Transcribe the full listing exactly, and drop every picture.

"""

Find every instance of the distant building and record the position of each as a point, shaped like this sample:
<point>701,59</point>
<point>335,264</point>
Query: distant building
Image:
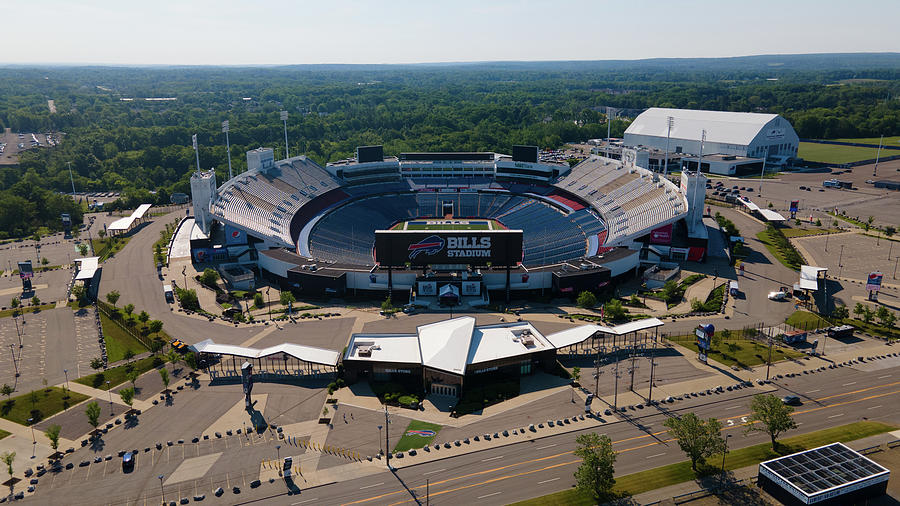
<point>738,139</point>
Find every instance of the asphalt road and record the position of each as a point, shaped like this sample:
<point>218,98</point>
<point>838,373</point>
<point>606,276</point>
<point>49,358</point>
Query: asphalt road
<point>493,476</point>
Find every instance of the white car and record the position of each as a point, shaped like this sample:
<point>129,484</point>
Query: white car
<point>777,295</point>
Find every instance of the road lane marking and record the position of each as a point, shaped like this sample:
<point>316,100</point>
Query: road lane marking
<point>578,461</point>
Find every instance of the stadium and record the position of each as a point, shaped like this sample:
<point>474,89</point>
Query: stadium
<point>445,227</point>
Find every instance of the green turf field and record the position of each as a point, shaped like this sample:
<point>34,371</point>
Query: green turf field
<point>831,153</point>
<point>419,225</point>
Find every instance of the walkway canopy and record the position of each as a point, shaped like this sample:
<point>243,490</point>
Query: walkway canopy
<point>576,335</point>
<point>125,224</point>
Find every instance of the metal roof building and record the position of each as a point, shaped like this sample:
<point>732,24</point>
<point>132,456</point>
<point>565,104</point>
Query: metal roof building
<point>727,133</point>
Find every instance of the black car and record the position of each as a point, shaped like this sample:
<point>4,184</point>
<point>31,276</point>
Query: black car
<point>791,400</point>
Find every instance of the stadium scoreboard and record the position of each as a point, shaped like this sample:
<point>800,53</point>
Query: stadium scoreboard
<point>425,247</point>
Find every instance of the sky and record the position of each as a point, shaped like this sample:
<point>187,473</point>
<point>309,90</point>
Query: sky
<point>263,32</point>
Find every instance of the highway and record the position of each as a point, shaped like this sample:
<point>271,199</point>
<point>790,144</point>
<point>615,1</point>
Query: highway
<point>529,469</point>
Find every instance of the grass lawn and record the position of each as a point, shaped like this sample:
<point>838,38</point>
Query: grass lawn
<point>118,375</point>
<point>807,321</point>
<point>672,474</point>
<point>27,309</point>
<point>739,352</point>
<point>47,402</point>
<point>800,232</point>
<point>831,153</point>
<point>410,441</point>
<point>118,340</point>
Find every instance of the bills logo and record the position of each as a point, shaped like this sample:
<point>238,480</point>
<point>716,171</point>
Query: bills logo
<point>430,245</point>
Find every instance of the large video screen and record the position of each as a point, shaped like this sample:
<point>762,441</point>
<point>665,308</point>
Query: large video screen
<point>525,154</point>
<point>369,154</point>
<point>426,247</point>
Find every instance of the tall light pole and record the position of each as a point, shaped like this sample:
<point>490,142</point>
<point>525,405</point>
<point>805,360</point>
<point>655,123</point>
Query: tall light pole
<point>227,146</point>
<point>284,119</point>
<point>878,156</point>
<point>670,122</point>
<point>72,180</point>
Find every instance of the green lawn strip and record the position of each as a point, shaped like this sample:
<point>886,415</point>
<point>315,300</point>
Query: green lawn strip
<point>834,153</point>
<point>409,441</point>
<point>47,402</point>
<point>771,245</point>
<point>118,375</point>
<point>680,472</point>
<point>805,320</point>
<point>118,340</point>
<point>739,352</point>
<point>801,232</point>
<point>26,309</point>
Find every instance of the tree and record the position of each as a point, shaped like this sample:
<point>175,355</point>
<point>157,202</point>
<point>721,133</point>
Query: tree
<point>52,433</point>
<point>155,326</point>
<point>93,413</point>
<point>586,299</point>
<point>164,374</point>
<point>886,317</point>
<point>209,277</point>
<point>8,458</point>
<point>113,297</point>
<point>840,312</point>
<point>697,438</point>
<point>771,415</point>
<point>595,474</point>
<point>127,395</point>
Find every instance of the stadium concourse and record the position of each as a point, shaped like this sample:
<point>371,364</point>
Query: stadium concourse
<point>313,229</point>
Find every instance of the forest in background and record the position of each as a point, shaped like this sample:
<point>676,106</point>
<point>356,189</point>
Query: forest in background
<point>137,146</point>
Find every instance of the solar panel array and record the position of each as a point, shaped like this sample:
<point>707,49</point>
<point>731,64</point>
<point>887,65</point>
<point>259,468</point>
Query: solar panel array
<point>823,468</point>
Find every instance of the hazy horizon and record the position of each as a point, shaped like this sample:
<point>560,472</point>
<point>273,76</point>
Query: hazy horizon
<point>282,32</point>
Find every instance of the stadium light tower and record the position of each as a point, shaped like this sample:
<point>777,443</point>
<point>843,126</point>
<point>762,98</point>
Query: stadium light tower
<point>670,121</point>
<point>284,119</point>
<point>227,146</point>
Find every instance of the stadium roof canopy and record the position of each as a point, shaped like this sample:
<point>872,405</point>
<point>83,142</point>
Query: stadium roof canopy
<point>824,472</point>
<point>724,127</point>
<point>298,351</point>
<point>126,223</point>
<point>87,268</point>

"""

> [Result for this exercise]:
Find every instance of the distant building and record the position of each as a point, shaped like this sample:
<point>701,59</point>
<point>335,264</point>
Query: distant building
Image:
<point>738,139</point>
Find every instance of the asphalt road and record the position of each as a point, shaped like this sample:
<point>218,98</point>
<point>838,373</point>
<point>606,276</point>
<point>49,358</point>
Query: asphalt road
<point>493,476</point>
Find every instance of the white car and record the position of each as a point, shaped like this sample:
<point>129,484</point>
Query: white car
<point>777,295</point>
Find every instance of the road lane marking and record the position of each as a point, shaped like this sample:
<point>316,100</point>
Query: road lane marking
<point>578,461</point>
Find every instance of the stadium and record the position of each as a point, shaped like this sample:
<point>474,89</point>
Query: stadium
<point>445,227</point>
Find every instance of the green turf field and record the position of each as a point, shaped like this sample:
<point>34,371</point>
Query: green turf field
<point>831,153</point>
<point>419,225</point>
Find every instance of the walkway canopy and record the position of each as a point, shaped like this sample:
<point>243,490</point>
Query: walkway canopy
<point>576,335</point>
<point>125,224</point>
Find every instance of the metal roof building and record the position of each as a point, shaped like this sample:
<point>732,24</point>
<point>132,456</point>
<point>565,104</point>
Query: metal roof building
<point>727,133</point>
Find every instance of the black car and record the position of each as a point, shaped like this sample:
<point>4,184</point>
<point>31,276</point>
Query: black car
<point>791,400</point>
Find every instance of the stadium scoreboard and record the position of each as a point, shaped like this sample:
<point>800,53</point>
Query: stadium scoreboard
<point>425,247</point>
Find every instance of the sky and record the position of each as a point, shaped like this sample:
<point>187,473</point>
<point>309,90</point>
Query: sky
<point>263,32</point>
Find every instance of the highway and record the position of each as a point, shaped like this sample:
<point>271,199</point>
<point>790,144</point>
<point>615,1</point>
Query: highway
<point>529,469</point>
Find every instance of the grass lawn and record the position of each as a point, shaped like this sample:
<point>838,38</point>
Query: grass lawn
<point>118,375</point>
<point>807,321</point>
<point>672,474</point>
<point>27,309</point>
<point>739,352</point>
<point>47,402</point>
<point>800,232</point>
<point>831,153</point>
<point>410,441</point>
<point>118,340</point>
Find every instance of the bills logo and record the position of each as a point, shaped like this sample:
<point>238,480</point>
<point>716,171</point>
Query: bills logo
<point>430,245</point>
Find every instance of the large video screen and record the position of each as a point, shaped like this sample:
<point>762,441</point>
<point>665,308</point>
Query: large video screen
<point>525,154</point>
<point>369,154</point>
<point>426,247</point>
Find every instance of the tall light pole and record the position of each as a point, shaped like this sample:
<point>490,142</point>
<point>525,405</point>
<point>805,360</point>
<point>655,123</point>
Query: tall light pole
<point>227,146</point>
<point>284,119</point>
<point>878,156</point>
<point>670,122</point>
<point>72,180</point>
Find every instance of the green lawn strip and record the position of each as a point, shaped like this sample:
<point>886,415</point>
<point>315,300</point>
Query: green lawn strip
<point>834,153</point>
<point>409,441</point>
<point>47,402</point>
<point>771,245</point>
<point>118,375</point>
<point>680,472</point>
<point>805,320</point>
<point>118,340</point>
<point>739,352</point>
<point>801,232</point>
<point>26,309</point>
Find every instance of the tree and record the position of each as a point, shaped like this sample:
<point>175,355</point>
<point>157,202</point>
<point>721,133</point>
Query: tree
<point>52,433</point>
<point>155,326</point>
<point>93,413</point>
<point>586,299</point>
<point>164,374</point>
<point>886,317</point>
<point>209,277</point>
<point>8,458</point>
<point>113,297</point>
<point>840,312</point>
<point>697,438</point>
<point>771,415</point>
<point>595,474</point>
<point>127,395</point>
Find every instance of the stadium concourse and record the position of each as a point, shaped like this sample:
<point>371,364</point>
Query: stadium concourse
<point>313,229</point>
Find every instance of the forest in background and record the position of each as a point, shaped like this sample:
<point>676,106</point>
<point>356,189</point>
Query: forest in background
<point>137,146</point>
Find every instance of the solar panel array and record the position of each as a point, shaped like this sample:
<point>707,49</point>
<point>731,64</point>
<point>887,65</point>
<point>259,468</point>
Query: solar panel array
<point>823,468</point>
Find every instance of the hazy horizon and record the position of each as a point, shaped like this sample:
<point>560,472</point>
<point>273,76</point>
Query: hazy horizon
<point>282,32</point>
Find every instance of the stadium light tower and record the position of each as a point, shaped like this sample:
<point>777,443</point>
<point>843,126</point>
<point>762,98</point>
Query: stadium light tower
<point>670,121</point>
<point>284,119</point>
<point>227,146</point>
Find every instance of the stadium roof canopy and record the position of each as a point, shaped like this sample:
<point>872,405</point>
<point>83,142</point>
Query: stadium roof canopy
<point>824,472</point>
<point>724,127</point>
<point>298,351</point>
<point>126,223</point>
<point>87,268</point>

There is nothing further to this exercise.